== Extracted information
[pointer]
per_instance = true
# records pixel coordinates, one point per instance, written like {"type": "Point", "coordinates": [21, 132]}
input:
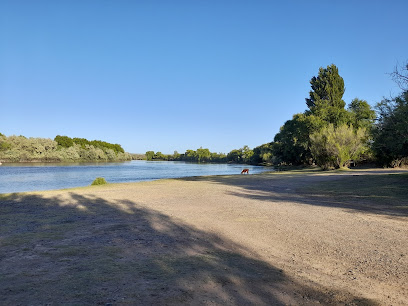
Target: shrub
{"type": "Point", "coordinates": [99, 181]}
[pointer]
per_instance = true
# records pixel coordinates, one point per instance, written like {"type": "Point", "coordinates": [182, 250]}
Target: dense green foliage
{"type": "Point", "coordinates": [335, 147]}
{"type": "Point", "coordinates": [199, 156]}
{"type": "Point", "coordinates": [323, 133]}
{"type": "Point", "coordinates": [391, 131]}
{"type": "Point", "coordinates": [66, 142]}
{"type": "Point", "coordinates": [99, 181]}
{"type": "Point", "coordinates": [62, 149]}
====
**What needs to be done**
Restate the whole listing exactly as written, minus the pictures.

**Response below**
[pointer]
per_instance = true
# records pixel coordinates, one point per instance, written like {"type": "Point", "coordinates": [21, 132]}
input:
Target: shrub
{"type": "Point", "coordinates": [99, 181]}
[pointer]
per_instance = true
# records pixel coordinates, one point per instance, written like {"type": "Point", "coordinates": [182, 250]}
Target: dense green foliage
{"type": "Point", "coordinates": [335, 147]}
{"type": "Point", "coordinates": [199, 156]}
{"type": "Point", "coordinates": [323, 133]}
{"type": "Point", "coordinates": [391, 131]}
{"type": "Point", "coordinates": [66, 142]}
{"type": "Point", "coordinates": [99, 181]}
{"type": "Point", "coordinates": [62, 149]}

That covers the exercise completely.